▼▼▼

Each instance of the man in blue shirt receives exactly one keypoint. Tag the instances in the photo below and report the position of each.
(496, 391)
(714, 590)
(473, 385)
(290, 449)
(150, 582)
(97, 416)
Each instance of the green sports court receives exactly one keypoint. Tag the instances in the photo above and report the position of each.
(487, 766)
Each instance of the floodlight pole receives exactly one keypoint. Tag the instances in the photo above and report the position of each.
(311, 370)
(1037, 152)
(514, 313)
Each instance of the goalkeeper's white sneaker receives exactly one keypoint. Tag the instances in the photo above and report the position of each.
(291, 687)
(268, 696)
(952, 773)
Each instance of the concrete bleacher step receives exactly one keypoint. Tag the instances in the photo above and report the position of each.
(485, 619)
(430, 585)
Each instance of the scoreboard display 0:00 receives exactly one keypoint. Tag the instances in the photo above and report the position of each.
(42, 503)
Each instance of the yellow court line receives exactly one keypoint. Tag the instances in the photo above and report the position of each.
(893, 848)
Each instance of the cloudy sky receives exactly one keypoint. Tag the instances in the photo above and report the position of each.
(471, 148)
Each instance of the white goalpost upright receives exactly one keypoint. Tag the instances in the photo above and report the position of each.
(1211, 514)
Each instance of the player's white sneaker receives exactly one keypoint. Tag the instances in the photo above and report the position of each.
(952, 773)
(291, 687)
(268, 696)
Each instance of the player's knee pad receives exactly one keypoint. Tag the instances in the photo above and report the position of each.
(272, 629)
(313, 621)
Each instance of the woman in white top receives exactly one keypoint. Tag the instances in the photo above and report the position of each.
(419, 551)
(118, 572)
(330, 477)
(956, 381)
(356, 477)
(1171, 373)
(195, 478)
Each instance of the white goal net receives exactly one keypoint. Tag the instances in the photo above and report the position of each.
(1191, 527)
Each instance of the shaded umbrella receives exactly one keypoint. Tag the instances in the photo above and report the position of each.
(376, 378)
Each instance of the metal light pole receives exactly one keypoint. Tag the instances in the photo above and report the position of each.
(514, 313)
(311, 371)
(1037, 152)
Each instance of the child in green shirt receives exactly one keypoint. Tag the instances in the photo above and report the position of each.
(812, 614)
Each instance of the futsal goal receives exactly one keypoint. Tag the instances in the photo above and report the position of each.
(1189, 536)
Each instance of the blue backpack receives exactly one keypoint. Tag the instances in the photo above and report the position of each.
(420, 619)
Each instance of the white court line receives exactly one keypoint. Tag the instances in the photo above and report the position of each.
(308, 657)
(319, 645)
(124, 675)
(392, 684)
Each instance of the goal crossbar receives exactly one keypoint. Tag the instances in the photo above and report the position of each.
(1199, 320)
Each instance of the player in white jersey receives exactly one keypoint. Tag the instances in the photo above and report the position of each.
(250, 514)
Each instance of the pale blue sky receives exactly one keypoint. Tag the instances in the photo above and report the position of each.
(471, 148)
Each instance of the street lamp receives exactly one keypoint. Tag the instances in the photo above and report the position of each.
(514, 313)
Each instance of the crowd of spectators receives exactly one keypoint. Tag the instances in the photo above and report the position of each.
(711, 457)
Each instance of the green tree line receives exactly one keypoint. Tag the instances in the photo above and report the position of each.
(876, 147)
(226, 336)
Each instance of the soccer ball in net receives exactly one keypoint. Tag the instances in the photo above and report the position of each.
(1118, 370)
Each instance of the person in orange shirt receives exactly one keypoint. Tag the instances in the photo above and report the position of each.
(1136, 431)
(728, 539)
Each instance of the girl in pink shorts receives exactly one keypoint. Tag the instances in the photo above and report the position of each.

▲▲▲

● **Directions**: The response should be an exact repeat of the data above.

● **Answer to this problem**:
Each instance of the man in blue shirt receives exactly one keypoint. Tag the instances in the photo below and report the position of each.
(496, 391)
(714, 590)
(473, 385)
(290, 449)
(150, 582)
(97, 416)
Each instance of the green sports court receives exactly one keypoint. Tag the instances in the photo above and report the position of each.
(487, 766)
Each instance of the floodlight pole receives exactly one keypoint. Tag the instances in the photo above and report the position of each.
(311, 370)
(1037, 152)
(514, 313)
Each instance of the goalkeeper's white sneaker receives exactly one keypoint. Tag the instances in the photo above and report the position of each.
(291, 687)
(268, 696)
(952, 773)
Each instance of the concrete bleacher step receives exactly one keypoint. Tag the instances in the photo above and report the position of each.
(485, 619)
(430, 585)
Each instance of the scoreboard display 0:00 receives exactly one keypoint. Tag the instances in the photo above and report the position of each.
(42, 503)
Each instance of the yellow court line receives exactly one keypoint. Tag the instances in the photo above and report the position of each.
(893, 848)
Each instance of the cloudy sky receives exactly one keypoint. Tag the instances in the photo above and report the position of each.
(471, 148)
Each instance of the white goalpost upright receives exactly one keypoint. Tag the instances in the photo above and report the position of each.
(1211, 514)
Each instance of the player's white sneaker receives exactly one keypoint. Tag the instances in the photo above and report the position of each.
(952, 773)
(291, 687)
(268, 696)
Each instance of the player's knee pad receives exactly one keypoint. Tag the instances in the photo above and report the position of each.
(272, 629)
(313, 621)
Each instance of the woman in white top receives exactly one keypoint. Tag the instances in the photo above and report the position of each.
(419, 551)
(118, 572)
(330, 477)
(956, 381)
(356, 477)
(1171, 373)
(195, 478)
Each instance of the white goal net receives exactly one keypoint. Tag the instances in the photo above and report the position of each.
(1191, 527)
Each instance of the shaded umbrella receives exactly one keypoint. Tag the instances in the photo above and report the position of each.
(376, 378)
Each instance of the metal light pole receives exactly one keypoint. Tag the instances in the photo above and report the position of each.
(514, 313)
(311, 371)
(1037, 152)
Each instance of the child in green shirt receives exactly one keypoint. Tag the instances in the photo above and report the position of each.
(812, 614)
Each instance of the futsal goal receives exactly one keypoint. Tag the instances in the photo above and report the position of each.
(1189, 536)
Each instance of the blue backpack receives exactly one keypoint. Tag the instances in the photo above and report the position of each.
(420, 619)
Each instance of the white court line receives exactly one keypoint. Tag the instances in the photo above and report the position of each.
(308, 657)
(319, 645)
(124, 675)
(392, 684)
Each instance of the goal crossbar receives exactly one keypoint. Tag the instances in the photo above and report the position of each.
(1199, 320)
Each instance of the player in white jersey receives exactly one keypoint. Tag the instances in the photo above and report the position of each.
(250, 514)
Each instance of the pale blue sky receives exactly one keypoint. Tag the instances in the photo above and report the position of each.
(471, 148)
Each instance of the street lamp receives exactly one keypoint. Tag the instances in the photo above and report the position of each.
(514, 313)
Each instance of the crowd of spectators receives exactly one keypoint. Tag the instances in the photo above and report the position of each.
(711, 457)
Each instance of the green tree line receives exactly one keypoint. Tag the instances in the photo above and report the position of each.
(876, 147)
(226, 336)
Each instance of the soccer ball in net receives exactly one keypoint. Tag the instances in the photo above and report the position of each.
(1118, 370)
Each instance of the person in orange shirt receives exactly one keypoint. Tag the instances in the photo above and report the position of each.
(1136, 431)
(728, 539)
Each instance of the girl in pink shorts receives exactly one keypoint. Tag the instances in the photo above and report the position of each.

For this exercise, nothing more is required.